TO BE DONE> Move the rows below into your reply, starting with the line that contains "Goal: detect all instances of black" and going on through the last row, requests included. Add 89 to every box coordinate in the answers, and leave the requests and their format samples unchanged.

Stored data
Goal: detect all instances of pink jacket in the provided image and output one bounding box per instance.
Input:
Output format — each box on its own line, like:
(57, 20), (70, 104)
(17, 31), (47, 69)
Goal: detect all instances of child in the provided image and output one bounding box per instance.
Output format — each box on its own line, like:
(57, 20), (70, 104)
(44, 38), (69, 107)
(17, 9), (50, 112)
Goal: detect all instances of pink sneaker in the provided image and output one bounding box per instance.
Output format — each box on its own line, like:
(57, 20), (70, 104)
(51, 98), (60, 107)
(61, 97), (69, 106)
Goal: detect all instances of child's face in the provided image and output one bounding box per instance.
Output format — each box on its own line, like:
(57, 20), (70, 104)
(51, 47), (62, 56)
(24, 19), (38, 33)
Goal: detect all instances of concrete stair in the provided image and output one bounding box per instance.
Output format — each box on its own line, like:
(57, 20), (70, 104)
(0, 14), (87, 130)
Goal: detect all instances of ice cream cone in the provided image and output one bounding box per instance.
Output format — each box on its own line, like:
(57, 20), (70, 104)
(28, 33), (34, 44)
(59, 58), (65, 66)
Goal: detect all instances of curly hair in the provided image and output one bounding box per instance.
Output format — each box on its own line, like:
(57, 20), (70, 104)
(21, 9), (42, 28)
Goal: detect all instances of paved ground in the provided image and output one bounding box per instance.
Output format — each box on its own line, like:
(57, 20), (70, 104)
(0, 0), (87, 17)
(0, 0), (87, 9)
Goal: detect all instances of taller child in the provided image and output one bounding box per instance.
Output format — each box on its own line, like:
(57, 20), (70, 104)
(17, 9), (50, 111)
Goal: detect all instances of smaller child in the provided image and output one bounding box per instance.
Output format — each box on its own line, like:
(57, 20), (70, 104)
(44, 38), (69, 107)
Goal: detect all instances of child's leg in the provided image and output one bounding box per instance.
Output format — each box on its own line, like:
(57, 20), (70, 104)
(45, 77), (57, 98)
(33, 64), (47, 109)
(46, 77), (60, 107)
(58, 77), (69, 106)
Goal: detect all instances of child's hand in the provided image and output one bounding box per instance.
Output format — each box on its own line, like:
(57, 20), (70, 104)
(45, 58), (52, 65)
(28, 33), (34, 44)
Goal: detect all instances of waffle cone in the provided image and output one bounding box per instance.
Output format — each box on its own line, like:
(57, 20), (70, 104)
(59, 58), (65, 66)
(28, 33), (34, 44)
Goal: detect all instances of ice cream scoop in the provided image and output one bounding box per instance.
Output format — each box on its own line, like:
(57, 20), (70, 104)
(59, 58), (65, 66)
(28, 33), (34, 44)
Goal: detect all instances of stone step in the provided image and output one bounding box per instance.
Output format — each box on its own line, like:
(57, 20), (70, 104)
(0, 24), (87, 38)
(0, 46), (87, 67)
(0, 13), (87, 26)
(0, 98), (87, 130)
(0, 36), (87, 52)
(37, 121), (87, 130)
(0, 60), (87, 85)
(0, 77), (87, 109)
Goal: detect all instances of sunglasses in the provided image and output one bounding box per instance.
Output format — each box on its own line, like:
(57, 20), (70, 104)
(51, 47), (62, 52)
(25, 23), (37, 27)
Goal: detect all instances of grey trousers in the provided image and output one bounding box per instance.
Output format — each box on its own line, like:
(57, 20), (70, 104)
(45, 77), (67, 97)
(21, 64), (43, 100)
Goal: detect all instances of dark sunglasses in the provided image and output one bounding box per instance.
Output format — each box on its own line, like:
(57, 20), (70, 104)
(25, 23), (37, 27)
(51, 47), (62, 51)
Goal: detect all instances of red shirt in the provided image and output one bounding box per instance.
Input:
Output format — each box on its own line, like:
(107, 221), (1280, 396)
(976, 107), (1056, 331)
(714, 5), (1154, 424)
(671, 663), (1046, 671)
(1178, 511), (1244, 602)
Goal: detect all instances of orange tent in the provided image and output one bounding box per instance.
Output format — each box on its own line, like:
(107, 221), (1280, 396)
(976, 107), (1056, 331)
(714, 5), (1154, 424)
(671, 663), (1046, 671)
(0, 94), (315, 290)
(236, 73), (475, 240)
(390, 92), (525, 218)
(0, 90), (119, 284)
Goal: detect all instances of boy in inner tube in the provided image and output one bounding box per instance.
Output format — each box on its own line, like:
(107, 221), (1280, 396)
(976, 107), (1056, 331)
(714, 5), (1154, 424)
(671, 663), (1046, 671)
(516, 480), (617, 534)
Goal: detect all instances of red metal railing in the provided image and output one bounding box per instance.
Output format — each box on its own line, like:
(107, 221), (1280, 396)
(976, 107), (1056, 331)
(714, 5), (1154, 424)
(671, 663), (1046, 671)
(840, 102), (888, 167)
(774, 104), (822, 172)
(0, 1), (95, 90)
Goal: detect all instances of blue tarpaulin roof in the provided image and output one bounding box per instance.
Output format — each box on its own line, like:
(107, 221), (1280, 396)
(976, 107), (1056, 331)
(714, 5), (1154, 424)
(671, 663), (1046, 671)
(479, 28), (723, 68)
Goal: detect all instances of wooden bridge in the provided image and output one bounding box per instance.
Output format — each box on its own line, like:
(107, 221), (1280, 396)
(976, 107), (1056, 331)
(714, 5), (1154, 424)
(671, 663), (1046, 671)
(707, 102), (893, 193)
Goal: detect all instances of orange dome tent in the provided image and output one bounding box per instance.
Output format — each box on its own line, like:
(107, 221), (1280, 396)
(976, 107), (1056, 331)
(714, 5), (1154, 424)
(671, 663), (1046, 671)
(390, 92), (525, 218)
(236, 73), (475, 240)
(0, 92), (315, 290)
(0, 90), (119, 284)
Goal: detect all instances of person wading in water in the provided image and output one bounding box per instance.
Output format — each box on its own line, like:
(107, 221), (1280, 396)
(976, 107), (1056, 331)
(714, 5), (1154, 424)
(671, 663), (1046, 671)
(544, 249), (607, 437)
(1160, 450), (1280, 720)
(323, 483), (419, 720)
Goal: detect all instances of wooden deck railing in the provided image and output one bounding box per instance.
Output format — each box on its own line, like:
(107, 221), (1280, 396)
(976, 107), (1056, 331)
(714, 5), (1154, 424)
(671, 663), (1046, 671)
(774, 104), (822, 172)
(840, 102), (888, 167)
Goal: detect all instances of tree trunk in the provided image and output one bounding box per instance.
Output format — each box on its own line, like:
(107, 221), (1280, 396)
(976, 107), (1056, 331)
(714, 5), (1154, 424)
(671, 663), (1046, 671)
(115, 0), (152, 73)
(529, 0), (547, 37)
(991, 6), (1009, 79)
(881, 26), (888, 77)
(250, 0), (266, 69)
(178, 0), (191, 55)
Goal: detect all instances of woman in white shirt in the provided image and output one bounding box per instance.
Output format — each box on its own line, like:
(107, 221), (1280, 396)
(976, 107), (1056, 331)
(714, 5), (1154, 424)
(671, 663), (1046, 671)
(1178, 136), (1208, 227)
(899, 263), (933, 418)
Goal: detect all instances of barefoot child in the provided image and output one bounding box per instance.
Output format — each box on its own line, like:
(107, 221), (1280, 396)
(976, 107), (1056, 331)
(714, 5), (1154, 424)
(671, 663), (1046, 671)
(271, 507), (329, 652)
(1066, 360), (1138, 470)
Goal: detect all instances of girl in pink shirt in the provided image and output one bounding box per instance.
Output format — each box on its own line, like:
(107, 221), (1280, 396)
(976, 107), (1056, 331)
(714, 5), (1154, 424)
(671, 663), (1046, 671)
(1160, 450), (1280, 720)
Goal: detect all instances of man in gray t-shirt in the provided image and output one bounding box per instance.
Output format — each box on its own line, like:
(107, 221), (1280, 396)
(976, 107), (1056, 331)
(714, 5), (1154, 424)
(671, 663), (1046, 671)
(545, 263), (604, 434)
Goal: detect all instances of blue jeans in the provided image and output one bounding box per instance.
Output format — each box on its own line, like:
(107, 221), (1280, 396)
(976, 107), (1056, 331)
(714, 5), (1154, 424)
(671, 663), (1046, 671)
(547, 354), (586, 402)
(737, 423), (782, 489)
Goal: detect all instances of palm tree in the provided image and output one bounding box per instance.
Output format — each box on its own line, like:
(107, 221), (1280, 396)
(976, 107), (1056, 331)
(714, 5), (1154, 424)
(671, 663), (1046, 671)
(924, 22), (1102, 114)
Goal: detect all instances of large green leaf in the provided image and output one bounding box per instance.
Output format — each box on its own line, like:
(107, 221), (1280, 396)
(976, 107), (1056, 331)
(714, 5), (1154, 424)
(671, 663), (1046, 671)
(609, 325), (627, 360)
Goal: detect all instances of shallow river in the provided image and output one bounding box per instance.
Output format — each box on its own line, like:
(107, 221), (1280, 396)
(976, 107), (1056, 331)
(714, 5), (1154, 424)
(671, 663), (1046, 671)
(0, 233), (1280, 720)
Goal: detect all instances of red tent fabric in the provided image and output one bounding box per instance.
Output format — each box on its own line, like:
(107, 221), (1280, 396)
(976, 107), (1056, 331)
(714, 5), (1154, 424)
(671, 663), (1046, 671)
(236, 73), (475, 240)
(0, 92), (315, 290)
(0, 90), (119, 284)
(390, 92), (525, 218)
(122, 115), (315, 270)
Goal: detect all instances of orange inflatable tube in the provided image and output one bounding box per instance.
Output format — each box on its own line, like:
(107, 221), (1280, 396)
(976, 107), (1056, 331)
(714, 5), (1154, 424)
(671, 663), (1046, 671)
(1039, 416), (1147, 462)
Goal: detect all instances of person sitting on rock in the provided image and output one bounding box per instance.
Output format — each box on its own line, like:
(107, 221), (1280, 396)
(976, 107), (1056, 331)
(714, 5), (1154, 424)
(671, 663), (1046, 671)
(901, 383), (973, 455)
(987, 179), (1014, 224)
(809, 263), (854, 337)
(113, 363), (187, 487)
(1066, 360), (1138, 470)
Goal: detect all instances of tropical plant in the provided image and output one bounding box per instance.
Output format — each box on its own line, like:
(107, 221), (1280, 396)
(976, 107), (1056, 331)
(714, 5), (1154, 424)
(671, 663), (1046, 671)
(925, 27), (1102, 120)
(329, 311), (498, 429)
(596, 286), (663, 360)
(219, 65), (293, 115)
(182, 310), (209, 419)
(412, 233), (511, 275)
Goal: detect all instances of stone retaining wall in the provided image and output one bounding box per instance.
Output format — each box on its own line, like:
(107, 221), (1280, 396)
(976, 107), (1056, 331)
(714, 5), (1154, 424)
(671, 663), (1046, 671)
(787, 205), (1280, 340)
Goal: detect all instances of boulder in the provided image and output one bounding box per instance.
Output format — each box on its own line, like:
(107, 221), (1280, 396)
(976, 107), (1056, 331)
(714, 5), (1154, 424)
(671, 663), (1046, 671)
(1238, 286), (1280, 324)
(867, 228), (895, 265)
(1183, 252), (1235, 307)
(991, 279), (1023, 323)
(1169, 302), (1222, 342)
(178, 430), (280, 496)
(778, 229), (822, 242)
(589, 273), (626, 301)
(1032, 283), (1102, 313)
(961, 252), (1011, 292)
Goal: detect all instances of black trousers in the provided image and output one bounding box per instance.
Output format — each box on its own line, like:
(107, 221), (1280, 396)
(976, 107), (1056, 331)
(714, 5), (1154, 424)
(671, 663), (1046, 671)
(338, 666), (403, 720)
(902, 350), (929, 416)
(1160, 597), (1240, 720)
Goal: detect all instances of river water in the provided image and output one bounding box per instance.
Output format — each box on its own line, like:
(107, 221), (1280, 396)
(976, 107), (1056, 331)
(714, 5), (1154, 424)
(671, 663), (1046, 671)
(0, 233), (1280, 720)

THE REPLY>
Goal: detect all instances of black trousers in the provided image and output one bounding box per instance.
Output format — each box on its own line, like:
(107, 221), (1280, 396)
(976, 107), (1056, 331)
(714, 5), (1154, 424)
(671, 663), (1046, 671)
(427, 755), (492, 809)
(991, 439), (1018, 505)
(1249, 686), (1329, 809)
Goal: detect all instances of river water in the provided image and output one bounding box per instance.
Output format — each box on its own line, like:
(107, 221), (1280, 396)
(976, 107), (1056, 331)
(714, 5), (1154, 424)
(671, 663), (1046, 671)
(89, 322), (1369, 809)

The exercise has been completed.